I poeti dicono: “NO, non si può dire, in questo caso, “suggestivo”!

Suggestivo” è un paesaggio, un quadro, una melodia!

Suggestivo” vuol dire affascinante, emozionante, incantevole!

L'ipotesi che i criminali, gli assassini siano due, e uno dei due sia donna, non si può certo dire incantevole, affascinante.

Sarà piuttosto tremenda, estremamente grave, raccapriciante”.


2ª) “E' una figura eminente della mafia, a lui si deve il salto di qualità dell'organizzazione.

I poeti dicono: “NO, “eminente” vuol dire eccelso, eccellente, elevato.

Vuol dire che si distingue, che è superiore per meriti, dignità, virtù;

ma un mafioso non può dirsi virtuoso, elevato, e con lui la mafia non può fare un “salto di qualità”, perché “qualità” riferito a uomini, persone, vuol dire attributo o proprietà morale o spirituale, che caratterizza e definisce una persona e permette di darne un giudizio o una valutazione.

Perciò, “salto di qualità” vuol dire: miglioramento, risultato (di uno sforzo, di un impegno) bello, evidente, che, per così dire, risplende a un tratto come per un salto, uno slancio.

Ma tutto questo non si confà alla criminalità, alla mafia.

Sarà invece ovvio parlare, in tal caso, di peggioramento, imbarbarimento, efferatezza.

3ª) “L'omicida è stato immortalato da una telecamera nascosta”.

I poeti dicono: “NO, “immortalare” vuol dire “rendere eterna la memoria di qualcosa di degno”, oppure “di chi è degno”, non si “immortala” un omicida, casomai lo si inchioda alle proprie responsabilità, lo si condanna incontestabilmente.


Oltre a questi -per così dire- singoli nomi – gravemente fuorvianti, inappropriati (“suggestivo” al posto di “raccapricciante”, “eminente” al posto di “efferato”, “immortalato” al posto di “condannato” ecc...ecc...), ci sono intere proposizioni dell'informazione televisiva altrettanto fuorvianti e sbagliate (riguardanti spesso le cause dei vari avvenimenti).

Oltre alle intere proposizioni, ci sono i contesti -sbagliati, disorientanti- in cui le proposizioni sono inserite.

Oltre ai contesti sbagliati, ci sono i rapporti arbitrari, contraddittori tra nomi, frasi, discorsi e immagini, per cui, ad esempio, ciò che, sia pure ambiguamente, maldestramente le frasi e le parole parrebbero denunciare o sostenere, le immagini di fatto, in vario modo, rinnegano, smentiscono.


Solo i poeti sanno alla perfezione tutto questo, tutto ciò che nella lingua è giusto o sbagliato, e dunque devono -loro per primi- rendersi conto di essere necessari, indispensabili alla società, di essere obbligati a lavorare, fiduciosi, uniti, per studiare e spiegare a tutti la questione odierna della lingua, cioè la questione della lingua come essa oggi ci impone di fare: per correggere, per cambiare.

**Dati mostrati**.
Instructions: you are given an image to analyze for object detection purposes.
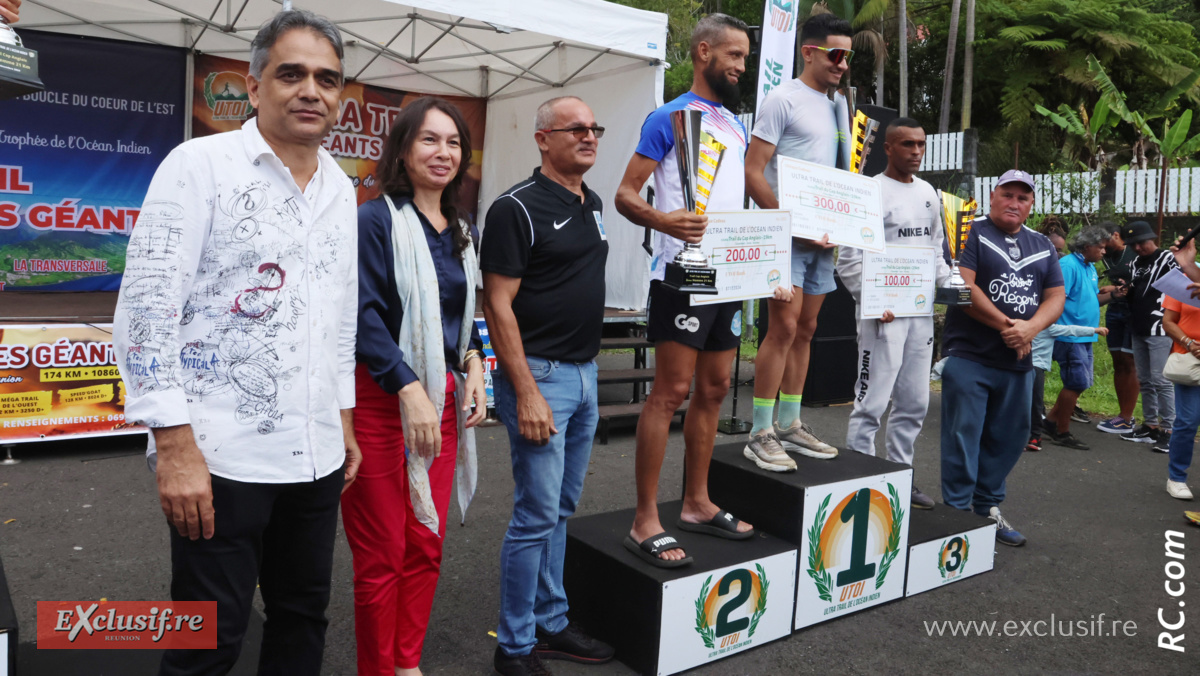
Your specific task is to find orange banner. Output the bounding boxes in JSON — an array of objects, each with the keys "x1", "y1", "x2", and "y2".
[
  {"x1": 0, "y1": 324, "x2": 144, "y2": 442},
  {"x1": 37, "y1": 599, "x2": 217, "y2": 650},
  {"x1": 192, "y1": 54, "x2": 487, "y2": 222}
]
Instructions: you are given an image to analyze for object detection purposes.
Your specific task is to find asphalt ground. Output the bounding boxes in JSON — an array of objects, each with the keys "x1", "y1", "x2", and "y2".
[{"x1": 0, "y1": 355, "x2": 1200, "y2": 676}]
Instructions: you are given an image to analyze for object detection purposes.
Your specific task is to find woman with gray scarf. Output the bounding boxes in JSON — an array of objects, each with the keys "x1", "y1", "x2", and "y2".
[{"x1": 342, "y1": 96, "x2": 487, "y2": 676}]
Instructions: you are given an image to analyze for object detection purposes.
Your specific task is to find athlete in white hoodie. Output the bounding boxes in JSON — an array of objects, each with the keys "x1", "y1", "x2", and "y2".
[{"x1": 838, "y1": 118, "x2": 950, "y2": 509}]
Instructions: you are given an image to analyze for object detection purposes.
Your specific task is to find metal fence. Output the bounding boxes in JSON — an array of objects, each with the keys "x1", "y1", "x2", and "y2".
[
  {"x1": 916, "y1": 130, "x2": 962, "y2": 172},
  {"x1": 1115, "y1": 167, "x2": 1200, "y2": 214},
  {"x1": 974, "y1": 168, "x2": 1200, "y2": 215},
  {"x1": 974, "y1": 172, "x2": 1100, "y2": 214}
]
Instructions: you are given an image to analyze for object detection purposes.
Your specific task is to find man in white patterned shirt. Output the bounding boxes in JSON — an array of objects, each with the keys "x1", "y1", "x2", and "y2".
[{"x1": 113, "y1": 11, "x2": 361, "y2": 675}]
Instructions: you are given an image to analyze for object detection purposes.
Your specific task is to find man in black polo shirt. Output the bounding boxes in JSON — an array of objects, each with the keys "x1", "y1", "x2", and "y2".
[{"x1": 480, "y1": 96, "x2": 613, "y2": 675}]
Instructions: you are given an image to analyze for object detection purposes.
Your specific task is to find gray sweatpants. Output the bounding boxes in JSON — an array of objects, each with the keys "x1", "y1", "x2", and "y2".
[
  {"x1": 1133, "y1": 335, "x2": 1175, "y2": 430},
  {"x1": 846, "y1": 317, "x2": 934, "y2": 465}
]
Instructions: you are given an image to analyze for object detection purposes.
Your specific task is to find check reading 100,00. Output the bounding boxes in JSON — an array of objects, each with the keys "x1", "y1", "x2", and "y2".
[{"x1": 883, "y1": 275, "x2": 920, "y2": 286}]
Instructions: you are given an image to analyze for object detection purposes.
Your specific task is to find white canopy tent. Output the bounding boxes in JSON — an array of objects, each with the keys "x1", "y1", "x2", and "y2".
[{"x1": 17, "y1": 0, "x2": 667, "y2": 309}]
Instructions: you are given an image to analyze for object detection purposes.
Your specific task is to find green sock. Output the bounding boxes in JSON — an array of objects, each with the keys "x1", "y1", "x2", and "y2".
[
  {"x1": 779, "y1": 393, "x2": 804, "y2": 430},
  {"x1": 750, "y1": 396, "x2": 775, "y2": 436}
]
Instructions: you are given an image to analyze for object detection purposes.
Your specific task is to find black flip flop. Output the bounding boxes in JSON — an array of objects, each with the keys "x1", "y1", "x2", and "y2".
[
  {"x1": 676, "y1": 509, "x2": 754, "y2": 540},
  {"x1": 624, "y1": 532, "x2": 691, "y2": 568}
]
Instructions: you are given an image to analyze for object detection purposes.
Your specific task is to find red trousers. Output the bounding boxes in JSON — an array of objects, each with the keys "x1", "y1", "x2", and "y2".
[{"x1": 342, "y1": 364, "x2": 458, "y2": 676}]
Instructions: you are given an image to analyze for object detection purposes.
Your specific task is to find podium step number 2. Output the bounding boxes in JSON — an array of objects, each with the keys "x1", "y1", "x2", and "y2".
[
  {"x1": 794, "y1": 466, "x2": 912, "y2": 629},
  {"x1": 658, "y1": 550, "x2": 796, "y2": 676}
]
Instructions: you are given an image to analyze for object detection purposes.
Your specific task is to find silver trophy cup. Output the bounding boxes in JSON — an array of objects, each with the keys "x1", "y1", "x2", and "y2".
[
  {"x1": 662, "y1": 110, "x2": 716, "y2": 294},
  {"x1": 934, "y1": 202, "x2": 971, "y2": 307},
  {"x1": 0, "y1": 19, "x2": 46, "y2": 100}
]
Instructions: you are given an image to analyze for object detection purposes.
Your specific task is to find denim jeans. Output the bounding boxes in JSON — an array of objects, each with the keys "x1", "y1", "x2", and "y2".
[
  {"x1": 942, "y1": 357, "x2": 1033, "y2": 514},
  {"x1": 1133, "y1": 336, "x2": 1175, "y2": 430},
  {"x1": 1166, "y1": 383, "x2": 1200, "y2": 481},
  {"x1": 492, "y1": 357, "x2": 600, "y2": 656}
]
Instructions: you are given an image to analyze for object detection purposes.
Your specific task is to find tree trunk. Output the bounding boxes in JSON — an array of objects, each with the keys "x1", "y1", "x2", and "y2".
[
  {"x1": 1154, "y1": 152, "x2": 1170, "y2": 236},
  {"x1": 875, "y1": 42, "x2": 887, "y2": 106},
  {"x1": 896, "y1": 0, "x2": 908, "y2": 118},
  {"x1": 962, "y1": 0, "x2": 974, "y2": 131},
  {"x1": 937, "y1": 0, "x2": 962, "y2": 133}
]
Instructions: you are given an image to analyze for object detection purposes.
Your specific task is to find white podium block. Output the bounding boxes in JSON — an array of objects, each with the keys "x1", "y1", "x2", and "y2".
[{"x1": 905, "y1": 504, "x2": 996, "y2": 597}]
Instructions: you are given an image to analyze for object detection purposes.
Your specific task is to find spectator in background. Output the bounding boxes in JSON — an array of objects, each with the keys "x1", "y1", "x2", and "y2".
[
  {"x1": 942, "y1": 169, "x2": 1064, "y2": 546},
  {"x1": 1163, "y1": 235, "x2": 1200, "y2": 499},
  {"x1": 1038, "y1": 215, "x2": 1067, "y2": 256},
  {"x1": 1163, "y1": 290, "x2": 1200, "y2": 499},
  {"x1": 1025, "y1": 324, "x2": 1109, "y2": 451},
  {"x1": 1096, "y1": 223, "x2": 1138, "y2": 435},
  {"x1": 1121, "y1": 221, "x2": 1180, "y2": 453},
  {"x1": 1034, "y1": 226, "x2": 1115, "y2": 450}
]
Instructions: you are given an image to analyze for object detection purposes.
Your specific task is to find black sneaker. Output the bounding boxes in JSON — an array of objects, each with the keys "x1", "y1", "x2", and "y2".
[
  {"x1": 912, "y1": 485, "x2": 934, "y2": 509},
  {"x1": 492, "y1": 646, "x2": 554, "y2": 676},
  {"x1": 533, "y1": 622, "x2": 616, "y2": 664},
  {"x1": 1121, "y1": 423, "x2": 1158, "y2": 443},
  {"x1": 1046, "y1": 432, "x2": 1092, "y2": 450},
  {"x1": 1150, "y1": 429, "x2": 1171, "y2": 453}
]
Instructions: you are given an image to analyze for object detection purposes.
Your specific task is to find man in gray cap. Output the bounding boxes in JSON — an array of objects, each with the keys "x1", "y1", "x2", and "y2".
[{"x1": 942, "y1": 169, "x2": 1066, "y2": 546}]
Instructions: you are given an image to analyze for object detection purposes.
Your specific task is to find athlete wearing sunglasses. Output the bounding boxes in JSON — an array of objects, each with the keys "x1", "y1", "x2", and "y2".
[
  {"x1": 743, "y1": 14, "x2": 853, "y2": 472},
  {"x1": 800, "y1": 44, "x2": 854, "y2": 66}
]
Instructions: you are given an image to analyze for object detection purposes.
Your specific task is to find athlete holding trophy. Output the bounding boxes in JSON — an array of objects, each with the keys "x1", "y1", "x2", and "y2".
[{"x1": 616, "y1": 14, "x2": 785, "y2": 568}]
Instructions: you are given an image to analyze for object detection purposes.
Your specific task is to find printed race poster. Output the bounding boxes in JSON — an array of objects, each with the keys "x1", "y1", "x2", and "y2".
[
  {"x1": 192, "y1": 54, "x2": 487, "y2": 213},
  {"x1": 0, "y1": 324, "x2": 145, "y2": 443},
  {"x1": 0, "y1": 30, "x2": 186, "y2": 291}
]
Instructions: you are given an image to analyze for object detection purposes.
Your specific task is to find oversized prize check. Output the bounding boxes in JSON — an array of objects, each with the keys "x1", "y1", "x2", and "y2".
[
  {"x1": 776, "y1": 155, "x2": 886, "y2": 251},
  {"x1": 691, "y1": 209, "x2": 792, "y2": 305},
  {"x1": 862, "y1": 245, "x2": 938, "y2": 319}
]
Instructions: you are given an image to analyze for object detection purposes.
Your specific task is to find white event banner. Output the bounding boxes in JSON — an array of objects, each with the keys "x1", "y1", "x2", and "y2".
[
  {"x1": 691, "y1": 209, "x2": 792, "y2": 305},
  {"x1": 754, "y1": 0, "x2": 800, "y2": 110},
  {"x1": 658, "y1": 550, "x2": 796, "y2": 676},
  {"x1": 794, "y1": 469, "x2": 912, "y2": 629},
  {"x1": 905, "y1": 526, "x2": 996, "y2": 597},
  {"x1": 862, "y1": 245, "x2": 938, "y2": 319},
  {"x1": 776, "y1": 155, "x2": 887, "y2": 252}
]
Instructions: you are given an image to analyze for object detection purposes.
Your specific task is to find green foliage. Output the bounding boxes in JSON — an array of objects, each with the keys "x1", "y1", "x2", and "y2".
[{"x1": 977, "y1": 0, "x2": 1200, "y2": 125}]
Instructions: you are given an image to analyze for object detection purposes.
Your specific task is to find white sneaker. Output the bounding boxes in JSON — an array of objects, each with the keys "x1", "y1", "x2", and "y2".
[
  {"x1": 1166, "y1": 479, "x2": 1192, "y2": 499},
  {"x1": 742, "y1": 430, "x2": 796, "y2": 472},
  {"x1": 775, "y1": 421, "x2": 838, "y2": 460}
]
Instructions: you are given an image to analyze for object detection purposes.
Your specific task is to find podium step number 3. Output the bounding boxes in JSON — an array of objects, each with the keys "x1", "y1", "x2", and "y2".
[
  {"x1": 794, "y1": 466, "x2": 912, "y2": 629},
  {"x1": 905, "y1": 507, "x2": 996, "y2": 596}
]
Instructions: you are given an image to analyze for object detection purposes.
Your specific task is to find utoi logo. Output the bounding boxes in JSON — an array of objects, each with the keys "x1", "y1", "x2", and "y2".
[
  {"x1": 696, "y1": 563, "x2": 770, "y2": 652},
  {"x1": 805, "y1": 483, "x2": 905, "y2": 607},
  {"x1": 937, "y1": 536, "x2": 971, "y2": 581},
  {"x1": 37, "y1": 599, "x2": 217, "y2": 650}
]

**Esercizi**.
1: Nel testo sull'uso delle parole, che cosa vuol dire «immortalare»?
2: Elenca tutti gli aggettivi con cui il testo sull'uso delle parole spiega che cosa vuol dire «suggestivo».
3: Riscrivi il brano del testo sull'uso delle parole da «Vuol dire che» fino a «o una valutazione.» compreso, sostituendo «mafioso» con «criminale».

**Soluzioni**.
1: Vuol dire «rendere eterna la memoria di qualcosa di degno», oppure «di chi è degno».

2: Affascinante, emozionante, incantevole.

3:
Vuol dire che si distingue, che è superiore per meriti, dignità, virtù;

ma un criminale non può dirsi virtuoso, elevato, e con lui la mafia non può fare un “salto di qualità”, perché “qualità” riferito a uomini, persone, vuol dire attributo o proprietà morale o spirituale, che caratterizza e definisce una persona e permette di darne un giudizio o una valutazione.